A block of data
------------------------

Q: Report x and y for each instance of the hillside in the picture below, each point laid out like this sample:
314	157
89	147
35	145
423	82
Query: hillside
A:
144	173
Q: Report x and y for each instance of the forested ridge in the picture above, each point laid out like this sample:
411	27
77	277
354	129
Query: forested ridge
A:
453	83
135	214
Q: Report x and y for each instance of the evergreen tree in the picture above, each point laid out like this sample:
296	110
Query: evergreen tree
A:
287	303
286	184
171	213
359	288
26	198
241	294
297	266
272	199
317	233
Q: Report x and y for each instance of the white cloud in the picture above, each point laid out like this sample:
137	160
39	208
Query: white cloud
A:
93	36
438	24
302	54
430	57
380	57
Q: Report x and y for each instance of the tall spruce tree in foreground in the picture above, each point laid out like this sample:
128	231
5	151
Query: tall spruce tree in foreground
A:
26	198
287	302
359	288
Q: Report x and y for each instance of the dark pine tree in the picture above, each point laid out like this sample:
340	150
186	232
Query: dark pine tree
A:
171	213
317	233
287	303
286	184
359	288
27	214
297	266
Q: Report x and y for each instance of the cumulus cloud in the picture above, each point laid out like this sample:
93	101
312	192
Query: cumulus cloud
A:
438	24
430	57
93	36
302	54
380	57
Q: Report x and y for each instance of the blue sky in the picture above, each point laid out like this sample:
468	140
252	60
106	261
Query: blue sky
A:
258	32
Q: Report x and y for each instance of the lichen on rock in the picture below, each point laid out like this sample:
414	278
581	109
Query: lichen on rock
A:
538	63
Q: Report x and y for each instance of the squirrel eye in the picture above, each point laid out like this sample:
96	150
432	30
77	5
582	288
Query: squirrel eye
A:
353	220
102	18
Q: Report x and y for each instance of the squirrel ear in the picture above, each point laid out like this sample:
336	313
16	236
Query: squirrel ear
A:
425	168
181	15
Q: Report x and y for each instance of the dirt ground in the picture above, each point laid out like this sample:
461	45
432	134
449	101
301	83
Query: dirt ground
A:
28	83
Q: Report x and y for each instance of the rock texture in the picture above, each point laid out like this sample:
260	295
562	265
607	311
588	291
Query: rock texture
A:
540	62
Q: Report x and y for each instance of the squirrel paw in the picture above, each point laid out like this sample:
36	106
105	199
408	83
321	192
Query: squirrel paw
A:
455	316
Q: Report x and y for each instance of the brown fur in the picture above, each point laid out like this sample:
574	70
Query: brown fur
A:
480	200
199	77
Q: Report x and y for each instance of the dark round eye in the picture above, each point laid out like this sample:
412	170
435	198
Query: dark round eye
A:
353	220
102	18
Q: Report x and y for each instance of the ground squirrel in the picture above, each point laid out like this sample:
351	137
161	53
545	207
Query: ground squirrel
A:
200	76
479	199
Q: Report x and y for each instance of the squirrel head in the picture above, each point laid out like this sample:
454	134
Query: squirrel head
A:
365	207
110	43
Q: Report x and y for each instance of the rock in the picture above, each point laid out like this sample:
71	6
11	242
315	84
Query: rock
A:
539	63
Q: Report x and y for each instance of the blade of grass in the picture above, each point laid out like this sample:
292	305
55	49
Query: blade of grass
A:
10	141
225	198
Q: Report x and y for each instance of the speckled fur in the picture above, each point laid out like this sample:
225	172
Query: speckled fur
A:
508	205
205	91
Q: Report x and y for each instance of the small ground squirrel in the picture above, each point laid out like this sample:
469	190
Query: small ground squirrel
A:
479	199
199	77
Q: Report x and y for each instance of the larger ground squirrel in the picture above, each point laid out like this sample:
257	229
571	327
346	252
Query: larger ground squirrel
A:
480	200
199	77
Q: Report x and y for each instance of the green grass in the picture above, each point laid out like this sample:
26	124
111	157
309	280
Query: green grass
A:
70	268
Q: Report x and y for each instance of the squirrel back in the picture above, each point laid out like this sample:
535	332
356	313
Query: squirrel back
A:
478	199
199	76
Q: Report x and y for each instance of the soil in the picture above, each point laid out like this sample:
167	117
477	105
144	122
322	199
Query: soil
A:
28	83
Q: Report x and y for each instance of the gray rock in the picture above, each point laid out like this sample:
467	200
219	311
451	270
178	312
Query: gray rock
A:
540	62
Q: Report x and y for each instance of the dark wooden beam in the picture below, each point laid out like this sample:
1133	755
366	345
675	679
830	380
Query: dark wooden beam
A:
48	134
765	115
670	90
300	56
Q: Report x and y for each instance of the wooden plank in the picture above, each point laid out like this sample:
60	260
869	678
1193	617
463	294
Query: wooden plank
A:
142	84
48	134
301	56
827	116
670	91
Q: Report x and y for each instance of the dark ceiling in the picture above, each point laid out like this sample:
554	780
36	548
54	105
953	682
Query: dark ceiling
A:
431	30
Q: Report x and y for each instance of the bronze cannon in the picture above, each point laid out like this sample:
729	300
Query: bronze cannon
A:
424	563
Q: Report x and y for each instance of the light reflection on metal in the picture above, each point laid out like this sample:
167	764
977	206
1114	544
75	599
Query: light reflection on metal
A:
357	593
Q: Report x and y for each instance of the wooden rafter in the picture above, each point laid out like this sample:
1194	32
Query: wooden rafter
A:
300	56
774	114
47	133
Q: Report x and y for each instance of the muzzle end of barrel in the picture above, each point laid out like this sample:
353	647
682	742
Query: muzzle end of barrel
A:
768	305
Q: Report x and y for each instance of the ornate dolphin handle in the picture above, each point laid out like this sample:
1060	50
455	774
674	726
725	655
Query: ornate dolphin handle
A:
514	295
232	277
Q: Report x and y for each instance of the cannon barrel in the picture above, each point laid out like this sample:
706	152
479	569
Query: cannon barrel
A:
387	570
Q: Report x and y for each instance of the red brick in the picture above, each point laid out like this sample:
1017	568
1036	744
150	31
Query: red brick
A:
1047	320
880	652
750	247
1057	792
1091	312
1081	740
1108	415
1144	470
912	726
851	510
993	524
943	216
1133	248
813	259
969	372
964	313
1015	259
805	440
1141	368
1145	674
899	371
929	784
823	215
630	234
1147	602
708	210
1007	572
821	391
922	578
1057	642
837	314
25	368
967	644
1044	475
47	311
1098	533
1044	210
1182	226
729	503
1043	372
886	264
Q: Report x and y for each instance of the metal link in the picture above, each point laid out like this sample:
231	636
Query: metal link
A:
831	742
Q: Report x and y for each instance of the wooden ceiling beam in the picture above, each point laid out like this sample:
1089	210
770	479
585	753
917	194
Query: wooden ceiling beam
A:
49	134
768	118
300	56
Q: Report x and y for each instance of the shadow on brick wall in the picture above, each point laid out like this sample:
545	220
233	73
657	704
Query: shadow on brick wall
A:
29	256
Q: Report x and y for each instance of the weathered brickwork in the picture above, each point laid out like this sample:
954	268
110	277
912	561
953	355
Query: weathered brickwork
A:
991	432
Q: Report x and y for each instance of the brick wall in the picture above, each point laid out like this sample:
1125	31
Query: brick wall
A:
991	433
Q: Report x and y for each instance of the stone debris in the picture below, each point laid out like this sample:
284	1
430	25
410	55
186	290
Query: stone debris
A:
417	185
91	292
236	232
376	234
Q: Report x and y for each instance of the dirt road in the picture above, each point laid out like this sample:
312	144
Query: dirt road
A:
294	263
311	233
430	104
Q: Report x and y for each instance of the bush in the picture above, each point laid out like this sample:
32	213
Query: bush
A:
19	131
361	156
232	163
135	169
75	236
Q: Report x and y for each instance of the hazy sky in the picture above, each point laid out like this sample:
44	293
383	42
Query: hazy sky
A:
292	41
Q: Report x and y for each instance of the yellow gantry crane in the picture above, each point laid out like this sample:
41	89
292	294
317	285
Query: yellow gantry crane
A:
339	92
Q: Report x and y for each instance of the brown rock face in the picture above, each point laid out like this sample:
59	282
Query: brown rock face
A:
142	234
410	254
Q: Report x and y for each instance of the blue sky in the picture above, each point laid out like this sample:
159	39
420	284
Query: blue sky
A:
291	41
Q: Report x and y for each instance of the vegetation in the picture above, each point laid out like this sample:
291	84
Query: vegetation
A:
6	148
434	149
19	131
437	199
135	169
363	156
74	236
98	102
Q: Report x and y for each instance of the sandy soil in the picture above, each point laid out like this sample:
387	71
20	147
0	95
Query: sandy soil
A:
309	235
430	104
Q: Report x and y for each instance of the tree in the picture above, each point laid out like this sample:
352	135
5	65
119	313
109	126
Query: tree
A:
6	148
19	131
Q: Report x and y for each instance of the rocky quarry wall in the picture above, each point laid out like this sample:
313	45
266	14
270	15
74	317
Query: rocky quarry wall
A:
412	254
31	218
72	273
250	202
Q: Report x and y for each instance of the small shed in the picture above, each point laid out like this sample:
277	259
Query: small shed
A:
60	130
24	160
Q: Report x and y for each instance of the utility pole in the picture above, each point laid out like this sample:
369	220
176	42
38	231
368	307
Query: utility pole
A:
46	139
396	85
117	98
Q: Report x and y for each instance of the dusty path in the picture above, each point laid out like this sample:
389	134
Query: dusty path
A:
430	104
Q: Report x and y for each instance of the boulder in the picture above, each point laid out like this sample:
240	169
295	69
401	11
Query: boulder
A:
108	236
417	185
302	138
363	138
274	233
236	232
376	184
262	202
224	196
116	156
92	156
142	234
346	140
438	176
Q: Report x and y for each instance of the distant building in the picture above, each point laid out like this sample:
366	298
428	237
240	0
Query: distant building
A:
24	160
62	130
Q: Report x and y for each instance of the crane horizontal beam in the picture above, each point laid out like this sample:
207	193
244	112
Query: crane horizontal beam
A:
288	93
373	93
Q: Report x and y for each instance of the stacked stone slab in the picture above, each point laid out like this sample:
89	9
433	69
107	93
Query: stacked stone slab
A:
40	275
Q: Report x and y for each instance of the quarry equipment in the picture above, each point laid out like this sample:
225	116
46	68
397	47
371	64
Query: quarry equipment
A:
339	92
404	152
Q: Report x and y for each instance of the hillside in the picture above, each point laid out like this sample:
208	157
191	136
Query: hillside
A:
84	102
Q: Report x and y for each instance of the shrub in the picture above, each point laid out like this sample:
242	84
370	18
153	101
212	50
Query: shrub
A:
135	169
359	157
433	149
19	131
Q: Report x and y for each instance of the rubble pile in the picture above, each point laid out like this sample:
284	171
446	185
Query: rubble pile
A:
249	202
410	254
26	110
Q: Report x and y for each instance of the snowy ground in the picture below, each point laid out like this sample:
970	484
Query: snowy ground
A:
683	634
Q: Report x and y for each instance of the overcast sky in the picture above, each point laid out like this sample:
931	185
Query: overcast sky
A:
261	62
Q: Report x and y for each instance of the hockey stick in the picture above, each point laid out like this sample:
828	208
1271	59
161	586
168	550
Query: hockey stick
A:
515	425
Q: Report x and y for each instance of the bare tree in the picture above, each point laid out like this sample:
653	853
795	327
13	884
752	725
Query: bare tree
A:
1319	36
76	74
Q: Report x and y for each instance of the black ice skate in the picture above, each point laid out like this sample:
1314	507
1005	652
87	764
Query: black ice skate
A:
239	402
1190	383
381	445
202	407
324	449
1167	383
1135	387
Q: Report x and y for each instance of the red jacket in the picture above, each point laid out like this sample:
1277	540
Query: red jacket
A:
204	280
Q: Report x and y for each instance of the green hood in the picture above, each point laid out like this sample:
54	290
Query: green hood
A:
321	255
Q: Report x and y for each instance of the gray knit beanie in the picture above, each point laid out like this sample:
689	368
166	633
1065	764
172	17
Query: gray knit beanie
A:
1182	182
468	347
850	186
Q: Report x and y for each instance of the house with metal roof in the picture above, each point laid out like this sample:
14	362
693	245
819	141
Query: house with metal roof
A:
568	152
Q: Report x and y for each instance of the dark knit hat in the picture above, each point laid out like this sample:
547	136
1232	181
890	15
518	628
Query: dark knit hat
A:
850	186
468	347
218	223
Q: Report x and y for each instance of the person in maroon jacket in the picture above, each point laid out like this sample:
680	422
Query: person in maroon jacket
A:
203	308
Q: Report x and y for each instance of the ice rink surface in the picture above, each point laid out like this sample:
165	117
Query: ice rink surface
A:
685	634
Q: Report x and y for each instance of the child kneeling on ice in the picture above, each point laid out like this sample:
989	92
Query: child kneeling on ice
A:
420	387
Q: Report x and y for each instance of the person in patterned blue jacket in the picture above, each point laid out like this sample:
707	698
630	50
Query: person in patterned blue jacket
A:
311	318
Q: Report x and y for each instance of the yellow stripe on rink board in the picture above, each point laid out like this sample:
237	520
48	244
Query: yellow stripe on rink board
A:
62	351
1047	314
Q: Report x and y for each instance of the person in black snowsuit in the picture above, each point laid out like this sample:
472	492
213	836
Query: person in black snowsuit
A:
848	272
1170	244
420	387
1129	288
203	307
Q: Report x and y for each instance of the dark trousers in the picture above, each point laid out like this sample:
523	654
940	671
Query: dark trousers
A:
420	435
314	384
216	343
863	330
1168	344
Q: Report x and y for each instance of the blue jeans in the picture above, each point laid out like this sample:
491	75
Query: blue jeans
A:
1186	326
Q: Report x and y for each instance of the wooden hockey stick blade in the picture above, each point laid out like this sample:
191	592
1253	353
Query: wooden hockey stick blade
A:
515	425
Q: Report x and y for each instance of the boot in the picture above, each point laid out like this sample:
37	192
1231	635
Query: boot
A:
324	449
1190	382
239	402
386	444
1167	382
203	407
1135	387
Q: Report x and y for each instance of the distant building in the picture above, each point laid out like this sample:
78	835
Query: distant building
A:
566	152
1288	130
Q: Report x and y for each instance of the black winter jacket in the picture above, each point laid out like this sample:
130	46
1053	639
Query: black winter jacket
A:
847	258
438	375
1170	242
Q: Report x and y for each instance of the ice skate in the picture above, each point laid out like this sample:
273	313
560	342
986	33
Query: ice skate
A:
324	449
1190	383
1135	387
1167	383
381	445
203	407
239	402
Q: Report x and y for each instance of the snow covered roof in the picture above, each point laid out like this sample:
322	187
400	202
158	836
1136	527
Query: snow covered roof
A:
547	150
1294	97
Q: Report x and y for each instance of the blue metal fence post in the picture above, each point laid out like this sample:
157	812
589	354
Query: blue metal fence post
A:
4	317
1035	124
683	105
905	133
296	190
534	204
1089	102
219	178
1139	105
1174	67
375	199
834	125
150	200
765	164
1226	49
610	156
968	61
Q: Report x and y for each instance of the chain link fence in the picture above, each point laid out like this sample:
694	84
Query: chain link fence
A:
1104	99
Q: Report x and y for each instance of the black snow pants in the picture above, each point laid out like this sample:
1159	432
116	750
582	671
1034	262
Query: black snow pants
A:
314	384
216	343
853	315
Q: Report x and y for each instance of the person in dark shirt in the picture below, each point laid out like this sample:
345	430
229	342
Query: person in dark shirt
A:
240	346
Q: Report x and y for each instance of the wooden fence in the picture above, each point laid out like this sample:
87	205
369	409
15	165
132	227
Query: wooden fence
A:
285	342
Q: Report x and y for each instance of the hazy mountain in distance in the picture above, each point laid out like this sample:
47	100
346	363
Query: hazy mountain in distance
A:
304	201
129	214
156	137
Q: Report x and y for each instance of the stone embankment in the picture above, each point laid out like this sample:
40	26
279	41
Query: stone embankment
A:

------------------------

=== To do ===
Retype exactly, please, each line from the line that contains "dark shirt in" through the last line of the entries above, with nothing added.

=== Task solution ===
Q: Report x and y for each instance of the person in dark shirt in the picture below, each point laid out like this sample:
345	430
229	342
Query: person in dark shirt
A:
240	346
Q: Report x and y for each instance of the wooden fence in the picture above, each point laid out like this sample:
87	205
369	409
15	165
132	227
Query: wooden fence
A:
285	342
Q: Report x and y for each instance of the hazy mountain in distance in the picture above, each point laid out like this sample:
47	100
346	363
Query: hazy mountain in distance
A:
304	201
129	214
156	137
Q: Report x and y for each instance of the stone embankment in the picture above, each point laid out like this sample:
40	26
279	41
Query: stone embankment
A:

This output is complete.